◆ **WORK TASK 1**: According to the text about living with Type 1 diabetes, how old was the writer at diagnosis?
◆ **WORK TASK 2**: Copy the passage from the text about living with Type 1 diabetes word for word, starting at "I have Type" and ending at "I have T1D?!?!".

◆ **TEXT PROVIDED**:
I have Type 1 Diabetes. Ugh, that still doesn’t sound like something that should be coming out of my mouth. I am young (ish), I am healthy (ish), and why the *&$# do I have T1D?!?!
I was diagnosed at 32 years old after I had my second son. I was told that it was gestational and would go away (blah blah blah…) Well, here came the shock of a lifetime: it did not go away. So, here I am, 33 years old, with a pump and a Dexcom attached to me at all times. Talk about a major bummer, but the bigger question remains: now what?
That question circles through my head every day since diagnosis. I am not going to pretend that I am a super positive person and that I view every glass half full. Anyone that knows me knows that (as much as I wish it was) that is not the case, but I had to choose to make the best out of my situation. I may be the girl that lets a hang nail or a little muffin top really beat her down, but Type 1 Diabetes? It’s got nothing on me. Of course we all have our days, readings, and meals that go terribly wrong and we get frustrated. That’s normal of any diabetic. But to make the best out of a bad thing, I had to CHOOSE (oh yes in caps) to use it to my advantage and to find a way to use diabetes to make me happy.

◆ **DATA EXCERPTS**:
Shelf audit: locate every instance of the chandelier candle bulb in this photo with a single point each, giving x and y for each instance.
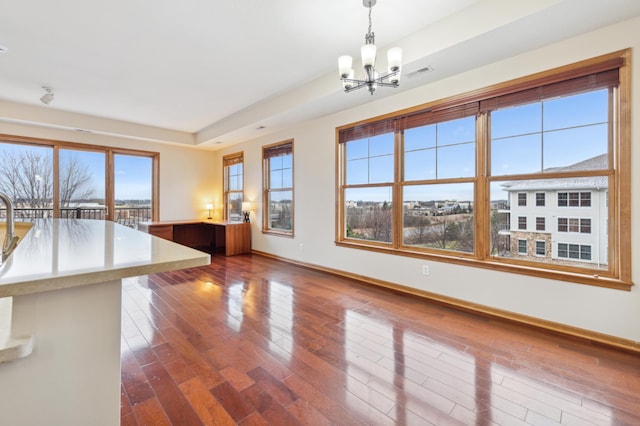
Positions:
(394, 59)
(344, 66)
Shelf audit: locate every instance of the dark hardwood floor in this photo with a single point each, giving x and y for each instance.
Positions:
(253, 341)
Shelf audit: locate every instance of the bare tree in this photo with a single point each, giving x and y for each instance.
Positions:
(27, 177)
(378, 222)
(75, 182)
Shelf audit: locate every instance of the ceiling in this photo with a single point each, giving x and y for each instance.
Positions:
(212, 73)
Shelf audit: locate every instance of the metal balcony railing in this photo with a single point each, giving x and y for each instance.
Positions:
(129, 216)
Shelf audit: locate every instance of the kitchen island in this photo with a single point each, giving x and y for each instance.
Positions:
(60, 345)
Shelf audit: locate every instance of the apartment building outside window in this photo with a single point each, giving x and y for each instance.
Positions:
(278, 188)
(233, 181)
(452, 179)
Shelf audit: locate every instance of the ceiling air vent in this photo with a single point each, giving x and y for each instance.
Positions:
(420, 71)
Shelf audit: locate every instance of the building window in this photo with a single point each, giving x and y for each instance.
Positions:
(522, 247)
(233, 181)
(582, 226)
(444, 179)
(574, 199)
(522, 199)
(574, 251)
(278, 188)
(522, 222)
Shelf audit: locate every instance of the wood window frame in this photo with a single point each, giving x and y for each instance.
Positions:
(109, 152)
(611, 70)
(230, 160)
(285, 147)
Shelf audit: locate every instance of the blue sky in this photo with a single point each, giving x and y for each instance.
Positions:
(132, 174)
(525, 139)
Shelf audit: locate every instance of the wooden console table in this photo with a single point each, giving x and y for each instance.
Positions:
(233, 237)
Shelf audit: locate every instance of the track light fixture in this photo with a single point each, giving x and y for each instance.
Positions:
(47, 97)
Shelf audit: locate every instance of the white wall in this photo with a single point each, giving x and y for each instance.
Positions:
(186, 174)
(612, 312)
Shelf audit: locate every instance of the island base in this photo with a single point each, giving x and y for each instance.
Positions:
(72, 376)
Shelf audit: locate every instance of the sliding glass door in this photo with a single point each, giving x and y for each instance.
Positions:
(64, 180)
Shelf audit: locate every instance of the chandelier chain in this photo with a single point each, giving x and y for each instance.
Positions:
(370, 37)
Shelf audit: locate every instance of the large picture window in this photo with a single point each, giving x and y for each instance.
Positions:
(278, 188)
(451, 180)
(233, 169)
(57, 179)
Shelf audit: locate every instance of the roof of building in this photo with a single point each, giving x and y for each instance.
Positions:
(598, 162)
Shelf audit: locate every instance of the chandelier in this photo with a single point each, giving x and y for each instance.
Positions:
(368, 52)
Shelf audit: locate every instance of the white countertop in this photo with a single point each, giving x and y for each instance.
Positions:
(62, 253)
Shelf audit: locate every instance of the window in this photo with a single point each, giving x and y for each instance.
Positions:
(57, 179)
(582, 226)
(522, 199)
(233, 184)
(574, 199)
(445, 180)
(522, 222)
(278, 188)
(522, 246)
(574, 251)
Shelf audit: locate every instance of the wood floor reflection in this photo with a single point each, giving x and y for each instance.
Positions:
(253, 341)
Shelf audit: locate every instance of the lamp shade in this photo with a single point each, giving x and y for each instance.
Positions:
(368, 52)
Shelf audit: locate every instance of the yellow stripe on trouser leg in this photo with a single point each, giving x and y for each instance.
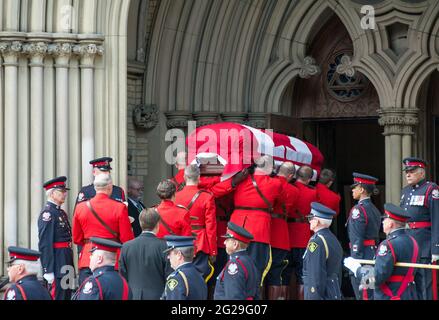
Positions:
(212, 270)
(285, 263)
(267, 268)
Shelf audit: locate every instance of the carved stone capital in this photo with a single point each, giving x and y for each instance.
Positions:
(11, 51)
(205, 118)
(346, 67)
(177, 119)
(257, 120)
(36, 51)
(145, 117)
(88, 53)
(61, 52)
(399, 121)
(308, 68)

◆ **TASK RESPONSE 1**: 32 years old

◆ **TASK RESPONSE 2**:
I have Type 1 Diabetes. Ugh, that still doesn’t sound like something that should be coming out of my mouth. I am young (ish), I am healthy (ish), and why the *&$# do I have T1D?!?!